WRITTEN EXERCISE → Return the line containing "Mark each instance of the purple" and all lines after it exactly; stop at the end of the material.

---

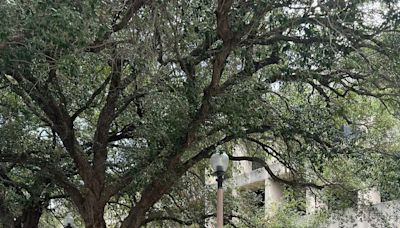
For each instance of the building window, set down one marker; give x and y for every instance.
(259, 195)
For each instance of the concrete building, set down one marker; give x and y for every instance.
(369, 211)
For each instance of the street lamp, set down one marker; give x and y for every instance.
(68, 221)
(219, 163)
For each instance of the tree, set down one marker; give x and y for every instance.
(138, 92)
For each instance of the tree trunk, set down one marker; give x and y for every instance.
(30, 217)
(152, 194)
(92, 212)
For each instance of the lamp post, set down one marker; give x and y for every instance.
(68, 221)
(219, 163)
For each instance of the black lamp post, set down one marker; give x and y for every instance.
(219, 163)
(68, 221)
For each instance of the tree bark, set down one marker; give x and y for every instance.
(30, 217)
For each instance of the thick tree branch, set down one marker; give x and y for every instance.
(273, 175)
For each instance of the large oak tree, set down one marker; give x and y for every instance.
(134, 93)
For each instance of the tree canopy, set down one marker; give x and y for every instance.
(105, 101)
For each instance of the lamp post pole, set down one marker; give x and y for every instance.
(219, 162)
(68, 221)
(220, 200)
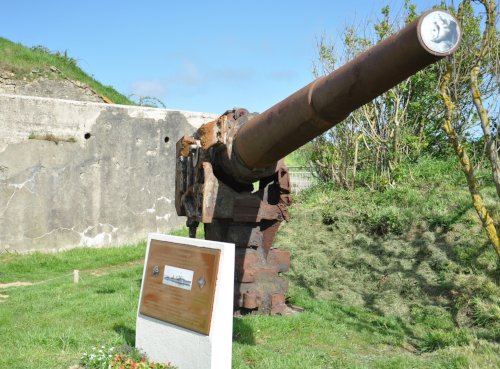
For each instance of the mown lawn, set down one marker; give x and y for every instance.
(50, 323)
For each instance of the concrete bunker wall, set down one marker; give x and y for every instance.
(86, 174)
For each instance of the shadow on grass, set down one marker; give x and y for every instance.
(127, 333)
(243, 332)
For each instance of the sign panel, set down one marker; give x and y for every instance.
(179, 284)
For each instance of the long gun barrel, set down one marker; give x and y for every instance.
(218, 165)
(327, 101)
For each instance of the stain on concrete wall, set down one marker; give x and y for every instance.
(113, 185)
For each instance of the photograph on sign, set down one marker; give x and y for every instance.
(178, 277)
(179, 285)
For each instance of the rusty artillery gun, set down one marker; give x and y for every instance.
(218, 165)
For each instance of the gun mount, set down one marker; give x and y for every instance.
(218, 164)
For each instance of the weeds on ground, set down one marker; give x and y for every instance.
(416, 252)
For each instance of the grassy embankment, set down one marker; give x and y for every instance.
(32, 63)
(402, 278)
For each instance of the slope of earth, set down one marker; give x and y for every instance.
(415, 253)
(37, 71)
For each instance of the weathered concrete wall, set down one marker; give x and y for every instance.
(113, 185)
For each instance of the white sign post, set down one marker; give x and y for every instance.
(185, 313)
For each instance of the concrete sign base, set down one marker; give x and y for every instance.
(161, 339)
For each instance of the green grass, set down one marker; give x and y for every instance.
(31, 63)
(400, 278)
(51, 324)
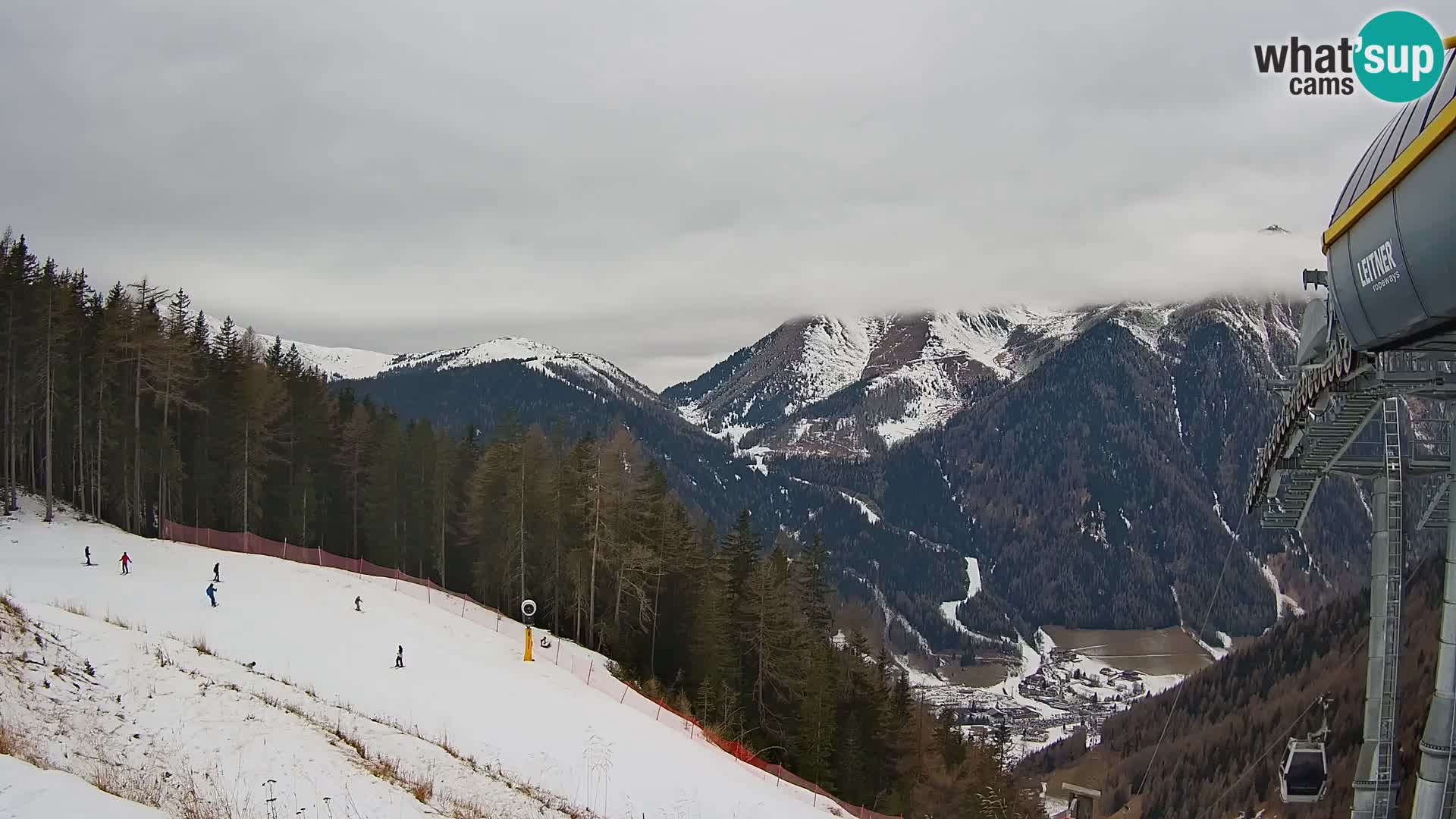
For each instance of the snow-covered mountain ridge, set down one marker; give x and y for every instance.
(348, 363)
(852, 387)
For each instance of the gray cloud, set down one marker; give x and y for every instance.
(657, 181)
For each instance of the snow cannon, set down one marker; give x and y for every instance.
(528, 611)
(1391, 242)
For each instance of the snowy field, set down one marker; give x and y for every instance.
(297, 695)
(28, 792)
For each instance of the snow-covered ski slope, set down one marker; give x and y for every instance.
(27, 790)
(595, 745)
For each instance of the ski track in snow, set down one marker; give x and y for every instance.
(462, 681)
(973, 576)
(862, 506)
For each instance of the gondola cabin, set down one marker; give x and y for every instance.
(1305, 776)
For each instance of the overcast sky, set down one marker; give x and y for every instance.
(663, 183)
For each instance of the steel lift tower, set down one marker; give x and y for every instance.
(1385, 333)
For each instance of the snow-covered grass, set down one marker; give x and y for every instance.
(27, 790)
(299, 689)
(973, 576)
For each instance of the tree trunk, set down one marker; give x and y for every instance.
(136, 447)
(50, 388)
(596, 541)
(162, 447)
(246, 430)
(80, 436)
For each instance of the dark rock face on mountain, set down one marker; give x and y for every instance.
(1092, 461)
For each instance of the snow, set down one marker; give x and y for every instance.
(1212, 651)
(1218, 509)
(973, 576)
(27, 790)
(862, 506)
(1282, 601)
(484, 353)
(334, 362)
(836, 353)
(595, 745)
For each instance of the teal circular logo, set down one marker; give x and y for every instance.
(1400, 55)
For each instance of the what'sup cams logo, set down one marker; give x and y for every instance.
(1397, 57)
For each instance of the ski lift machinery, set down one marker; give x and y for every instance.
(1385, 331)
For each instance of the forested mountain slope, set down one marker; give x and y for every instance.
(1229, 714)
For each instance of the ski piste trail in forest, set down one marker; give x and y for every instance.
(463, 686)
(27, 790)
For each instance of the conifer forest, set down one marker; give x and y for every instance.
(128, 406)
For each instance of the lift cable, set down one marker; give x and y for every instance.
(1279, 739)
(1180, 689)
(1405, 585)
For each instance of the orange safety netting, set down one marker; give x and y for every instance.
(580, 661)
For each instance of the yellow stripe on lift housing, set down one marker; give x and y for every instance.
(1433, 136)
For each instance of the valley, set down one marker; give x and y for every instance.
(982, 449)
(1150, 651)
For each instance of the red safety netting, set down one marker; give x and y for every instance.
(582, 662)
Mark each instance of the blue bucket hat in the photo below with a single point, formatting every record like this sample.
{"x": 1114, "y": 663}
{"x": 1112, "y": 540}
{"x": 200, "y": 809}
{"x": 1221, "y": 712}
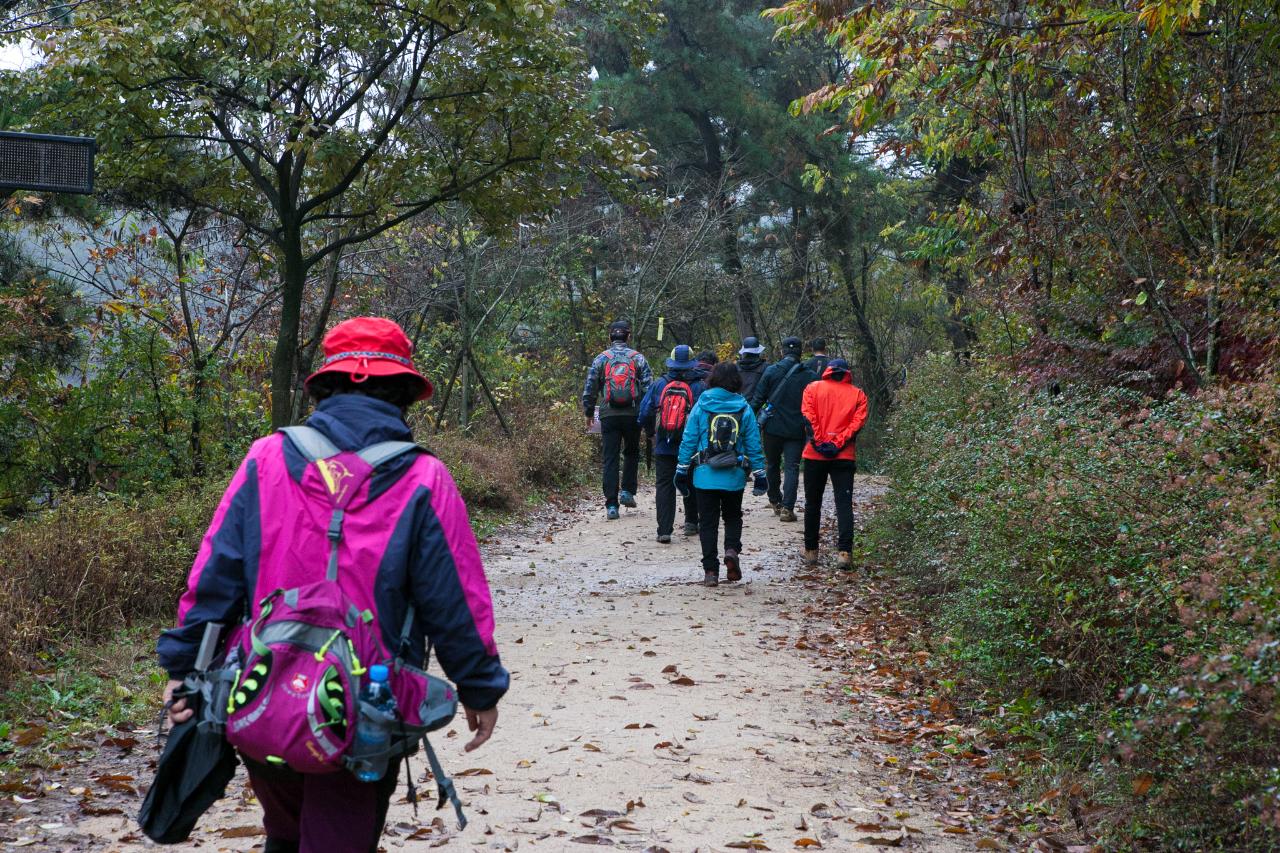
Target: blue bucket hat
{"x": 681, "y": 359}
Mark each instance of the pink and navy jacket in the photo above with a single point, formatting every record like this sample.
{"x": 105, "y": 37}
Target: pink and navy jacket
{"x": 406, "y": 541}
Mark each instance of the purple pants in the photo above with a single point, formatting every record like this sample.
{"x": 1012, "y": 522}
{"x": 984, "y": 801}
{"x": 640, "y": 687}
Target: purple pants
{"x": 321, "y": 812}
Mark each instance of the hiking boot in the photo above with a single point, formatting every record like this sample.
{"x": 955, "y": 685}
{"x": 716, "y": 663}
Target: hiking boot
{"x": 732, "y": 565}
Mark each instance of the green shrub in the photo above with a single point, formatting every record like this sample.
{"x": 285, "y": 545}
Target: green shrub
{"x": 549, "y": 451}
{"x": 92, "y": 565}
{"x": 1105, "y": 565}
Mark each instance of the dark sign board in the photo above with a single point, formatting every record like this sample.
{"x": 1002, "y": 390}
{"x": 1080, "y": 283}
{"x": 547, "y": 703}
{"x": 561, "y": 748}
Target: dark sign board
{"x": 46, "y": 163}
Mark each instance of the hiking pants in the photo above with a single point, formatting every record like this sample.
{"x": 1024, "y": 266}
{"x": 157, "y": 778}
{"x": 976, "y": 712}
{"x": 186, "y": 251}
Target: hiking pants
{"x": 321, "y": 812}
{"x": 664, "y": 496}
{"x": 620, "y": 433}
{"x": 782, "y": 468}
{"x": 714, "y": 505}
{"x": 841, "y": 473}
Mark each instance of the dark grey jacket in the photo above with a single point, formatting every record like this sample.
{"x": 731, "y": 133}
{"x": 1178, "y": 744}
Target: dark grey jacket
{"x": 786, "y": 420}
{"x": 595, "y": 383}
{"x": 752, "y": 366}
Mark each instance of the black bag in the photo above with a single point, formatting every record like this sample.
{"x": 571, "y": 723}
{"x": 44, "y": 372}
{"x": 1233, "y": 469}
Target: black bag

---

RESPONSE FOR THIS EXERCISE →
Mark each instance of the purple pants in the photo above with a single point, formatting every record like this sample.
{"x": 1012, "y": 522}
{"x": 984, "y": 801}
{"x": 640, "y": 687}
Target: purple pants
{"x": 321, "y": 812}
Mark each instance of the hiking boot in the photo above with a single point, formatting every record like this sample.
{"x": 955, "y": 685}
{"x": 716, "y": 663}
Target: hiking boot
{"x": 732, "y": 565}
Mark each instance of the green shrub in the photo above with a single point, formatting every record like this sample.
{"x": 285, "y": 545}
Target: green shrub
{"x": 549, "y": 451}
{"x": 92, "y": 565}
{"x": 1105, "y": 565}
Mark each instance of the dark sign board in the photo above with a single point, formatting every record like this sample.
{"x": 1002, "y": 390}
{"x": 1080, "y": 283}
{"x": 547, "y": 703}
{"x": 561, "y": 748}
Target: dark sign board
{"x": 46, "y": 163}
Mark each instance of the hiking pants in the photo above with a single point, formatting every record like this sample.
{"x": 1024, "y": 266}
{"x": 157, "y": 778}
{"x": 976, "y": 712}
{"x": 186, "y": 251}
Target: hiking pants
{"x": 321, "y": 812}
{"x": 664, "y": 496}
{"x": 620, "y": 433}
{"x": 782, "y": 468}
{"x": 714, "y": 505}
{"x": 841, "y": 473}
Mark each instance of the dark grey jacket in the photo above with a single point, formatting every record like this sample.
{"x": 731, "y": 133}
{"x": 1178, "y": 744}
Target: dark grey jacket
{"x": 786, "y": 420}
{"x": 595, "y": 383}
{"x": 752, "y": 366}
Mark each instance of the black bag in the photo above with a single point, formatting every record like this sample.
{"x": 571, "y": 723}
{"x": 44, "y": 372}
{"x": 1233, "y": 469}
Target: black bag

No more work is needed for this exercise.